_WRITTEN EXERCISE_
Quote all of the records below word for word, leaving nothing out and changing nothing.

--- MATERIAL FOR THE TASK ---

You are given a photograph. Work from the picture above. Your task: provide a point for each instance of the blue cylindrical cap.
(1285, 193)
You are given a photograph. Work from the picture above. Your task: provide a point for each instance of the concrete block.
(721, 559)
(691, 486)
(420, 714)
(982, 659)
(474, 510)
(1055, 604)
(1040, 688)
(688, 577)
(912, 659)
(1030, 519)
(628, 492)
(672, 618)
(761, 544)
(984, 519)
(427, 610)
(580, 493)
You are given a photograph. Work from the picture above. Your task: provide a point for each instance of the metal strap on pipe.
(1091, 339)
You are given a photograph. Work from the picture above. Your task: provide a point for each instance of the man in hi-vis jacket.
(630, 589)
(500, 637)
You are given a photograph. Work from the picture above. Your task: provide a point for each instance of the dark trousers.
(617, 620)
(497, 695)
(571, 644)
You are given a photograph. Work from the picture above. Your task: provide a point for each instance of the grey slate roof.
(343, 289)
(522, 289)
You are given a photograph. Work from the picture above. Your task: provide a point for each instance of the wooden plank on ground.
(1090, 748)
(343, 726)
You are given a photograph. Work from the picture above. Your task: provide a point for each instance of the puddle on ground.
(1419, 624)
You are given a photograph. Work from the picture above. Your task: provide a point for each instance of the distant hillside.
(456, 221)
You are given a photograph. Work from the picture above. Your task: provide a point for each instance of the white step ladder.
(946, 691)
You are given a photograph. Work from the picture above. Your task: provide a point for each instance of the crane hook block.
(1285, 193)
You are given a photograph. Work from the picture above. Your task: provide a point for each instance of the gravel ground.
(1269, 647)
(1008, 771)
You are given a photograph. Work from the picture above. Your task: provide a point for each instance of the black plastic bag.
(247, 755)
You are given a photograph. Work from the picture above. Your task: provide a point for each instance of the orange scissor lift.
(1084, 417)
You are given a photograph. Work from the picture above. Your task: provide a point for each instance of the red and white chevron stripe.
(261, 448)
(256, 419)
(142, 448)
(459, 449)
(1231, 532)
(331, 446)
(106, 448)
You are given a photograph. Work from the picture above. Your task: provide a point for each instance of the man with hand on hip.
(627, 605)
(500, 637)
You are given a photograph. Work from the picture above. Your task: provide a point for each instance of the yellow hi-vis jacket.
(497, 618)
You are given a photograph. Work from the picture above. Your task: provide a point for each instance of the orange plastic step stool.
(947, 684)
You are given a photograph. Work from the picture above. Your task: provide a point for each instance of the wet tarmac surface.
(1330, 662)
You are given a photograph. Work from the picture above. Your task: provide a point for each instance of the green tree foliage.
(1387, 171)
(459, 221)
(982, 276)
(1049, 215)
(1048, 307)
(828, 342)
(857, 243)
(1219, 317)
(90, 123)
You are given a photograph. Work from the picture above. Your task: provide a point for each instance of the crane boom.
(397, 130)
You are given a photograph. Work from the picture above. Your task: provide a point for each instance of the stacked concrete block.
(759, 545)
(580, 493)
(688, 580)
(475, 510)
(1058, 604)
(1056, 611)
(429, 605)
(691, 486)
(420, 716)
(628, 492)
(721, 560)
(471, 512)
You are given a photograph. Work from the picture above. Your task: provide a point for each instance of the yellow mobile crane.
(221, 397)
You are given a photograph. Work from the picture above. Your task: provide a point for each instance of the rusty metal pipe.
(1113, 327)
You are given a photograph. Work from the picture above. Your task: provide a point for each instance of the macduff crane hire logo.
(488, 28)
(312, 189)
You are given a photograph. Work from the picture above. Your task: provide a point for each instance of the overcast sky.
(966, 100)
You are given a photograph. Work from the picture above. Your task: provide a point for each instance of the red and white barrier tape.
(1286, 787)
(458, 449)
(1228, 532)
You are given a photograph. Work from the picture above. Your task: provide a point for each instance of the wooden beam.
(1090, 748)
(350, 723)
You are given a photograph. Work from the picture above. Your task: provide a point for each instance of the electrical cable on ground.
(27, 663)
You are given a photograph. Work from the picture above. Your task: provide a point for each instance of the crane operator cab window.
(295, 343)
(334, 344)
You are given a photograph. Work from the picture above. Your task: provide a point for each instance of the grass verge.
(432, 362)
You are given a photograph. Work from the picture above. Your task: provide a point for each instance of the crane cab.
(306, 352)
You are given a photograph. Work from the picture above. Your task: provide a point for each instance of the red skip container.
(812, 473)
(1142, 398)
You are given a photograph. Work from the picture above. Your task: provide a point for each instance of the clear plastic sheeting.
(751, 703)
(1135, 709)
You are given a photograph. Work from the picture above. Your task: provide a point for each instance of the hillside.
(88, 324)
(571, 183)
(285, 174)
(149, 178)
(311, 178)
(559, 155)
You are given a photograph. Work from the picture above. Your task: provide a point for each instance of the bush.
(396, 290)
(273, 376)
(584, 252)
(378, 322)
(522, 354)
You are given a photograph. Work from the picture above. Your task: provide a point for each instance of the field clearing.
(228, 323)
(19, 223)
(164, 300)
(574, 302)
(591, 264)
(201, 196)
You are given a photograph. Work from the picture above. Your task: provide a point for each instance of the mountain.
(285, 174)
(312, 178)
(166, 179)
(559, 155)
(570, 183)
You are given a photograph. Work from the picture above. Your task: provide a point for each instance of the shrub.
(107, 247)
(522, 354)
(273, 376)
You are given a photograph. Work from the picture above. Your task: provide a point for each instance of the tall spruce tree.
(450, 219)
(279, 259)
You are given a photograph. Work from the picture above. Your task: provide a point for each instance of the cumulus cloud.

---

_CORRECT RESULT_
You are given a photograph. Work from the picture above. Your task: provide a point for each instance of the blue cylindrical cap.
(1285, 193)
You are given a photograph. Work from the picture above. Your task: provide a point for each instance of the concrete block.
(721, 559)
(691, 486)
(420, 714)
(982, 659)
(474, 510)
(1055, 604)
(1040, 688)
(688, 577)
(912, 659)
(1030, 519)
(628, 492)
(672, 618)
(761, 544)
(984, 519)
(427, 610)
(580, 493)
You are given a photograph. Work from the picture above. Your task: provide a point for each instance of the metal strap on pipe.
(1091, 339)
You are given a photograph. Work from the picture above. Your task: provide a point for each instance of the man in hi-vis jacket.
(630, 589)
(500, 637)
You are given a photograph. Work from the picture above. Your task: provide a point for each instance of the dark trousers.
(617, 620)
(497, 695)
(571, 644)
You are given a photograph. Work from the picture above. Your task: provide a point for each instance of the grey slate roof.
(343, 289)
(522, 289)
You are given a photograph. Work from the picture above. Your task: provide a point for each instance of the wooden plank on ground.
(1090, 748)
(343, 726)
You are given a photograph. Work from the picture above. Your task: provide a point for each instance of the puddle on ground.
(1419, 624)
You are given a photograph. Work from the picture above. Your task: provide a point for each instance of the distant hillside.
(456, 221)
You are given a photograph. Work from the picture above. Your task: provide a point for each instance of the white step ladder.
(946, 691)
You are given a photograph. Work from the picture above. Your task: provide a point for each instance of the crane hook block.
(1285, 193)
You are given a photograph. Work from the picture above. Your task: provide a point for each instance of the gravel ground.
(1269, 647)
(1008, 771)
You are given a photograph. Work from the picture above. Your task: provide a point for each instance of the black plastic bag.
(247, 755)
You are given a photograph. Work from the picture above. Your task: provide a point for each instance of the orange scissor lift.
(1084, 417)
You are given a photograph. Work from the picture above. Your task: provide a point for each instance of the red and white chevron stripe.
(261, 448)
(256, 419)
(142, 448)
(459, 449)
(1231, 532)
(331, 446)
(106, 448)
You are given a photograph. Work from the picture above. Your task: provide a point for each instance of the man with hand on hip.
(627, 605)
(500, 637)
You are given a photograph. Work from the picture above. Your task: provide a point for each instance of the yellow hi-vis jacket.
(497, 618)
You are given a photograph. Work from the picture above. Your task: provide a point for each instance of the orange plastic step stool.
(947, 684)
You are given a photograph. Work from the picture above. Your task: provide a point for each instance of the wet tarmac surface.
(1330, 662)
You are given a photograph. Work from the picture above. Your task: provide a point for each instance of the green tree foliage.
(1387, 171)
(459, 221)
(982, 276)
(1049, 215)
(1048, 307)
(828, 342)
(857, 243)
(1219, 317)
(90, 123)
You are given a photograph. Work from the picture above. Your task: provide a point for each instance of the crane boom.
(397, 130)
You are given a photograph. Work from the picture above. Your task: provide a point for each instance of the stacked concrete block.
(759, 545)
(580, 493)
(688, 580)
(475, 510)
(1058, 604)
(1056, 611)
(429, 605)
(691, 486)
(420, 716)
(628, 492)
(721, 560)
(471, 512)
You are given a photograph. Work from the picture above. Your task: provide a point for each instance of the yellow mobile crane.
(221, 397)
You are given a photograph. Work from the picture above. Your task: provide a point for each instance of the rusty metal pipe.
(1113, 327)
You are given a photograph. Work from the picture above. Your task: provide a point for each instance of the macduff crane hire logo.
(488, 28)
(312, 189)
You are given a photograph. Work from the picture above. Your task: provide a point for each instance of the overcast sky.
(966, 100)
You are given a photograph. Work from the picture above. Your task: provide a point for each instance of the red and white barrier tape.
(1286, 787)
(458, 449)
(1228, 532)
You are given a photograph. Work from the picture above. Your task: provide a point for each instance of the wooden beam.
(1090, 748)
(350, 723)
You are given a photograph. Work from the picture above. Your task: provide a point for each instance of the electrical cable on ground.
(27, 663)
You are given a photograph. Work from the picture above. Your task: provide a point for each instance of the crane operator cab window.
(295, 343)
(334, 344)
You are given a photograph. Work from the picture above. Your task: provide a point for each instance of the grass verge.
(432, 362)
You are given a photograph. Work from the picture above. Your task: provide a point for each instance of the crane cab.
(306, 352)
You are given a photograph. Work from the picture above. Your task: provide a point for each instance of the red skip container.
(812, 473)
(1142, 398)
You are given a photograph. Work from the picture above. Your task: provide a point for each instance of the clear plastic sheeting.
(751, 703)
(1135, 709)
You are given a photograph. Work from the picture above. Your task: provide a point for each instance of the hillside.
(88, 324)
(571, 183)
(285, 174)
(149, 178)
(311, 178)
(559, 155)
You are given a photograph. Work from the picture above. Your task: provide a point for each instance of the bush.
(396, 290)
(273, 376)
(584, 252)
(378, 322)
(522, 354)
You are given a photograph. Work from the picture above. Your task: provide a point for each instance of the field clearing.
(228, 323)
(19, 223)
(164, 300)
(574, 302)
(591, 264)
(201, 196)
You are given a photograph. Work from the picture above. Your task: provide a point for each instance of the mountain.
(285, 174)
(312, 178)
(166, 179)
(559, 155)
(570, 183)
You are given a photograph. Work from the picture above. Your task: provide a point for each instance of the shrub.
(107, 247)
(522, 354)
(273, 376)
You are given a photograph. Work from the picture above. Your task: provide a point for each instance of the tall spruce tree.
(450, 219)
(279, 259)
You are given a photograph. Work from the picture above. Your task: provide a point for each instance of the cumulus cloud.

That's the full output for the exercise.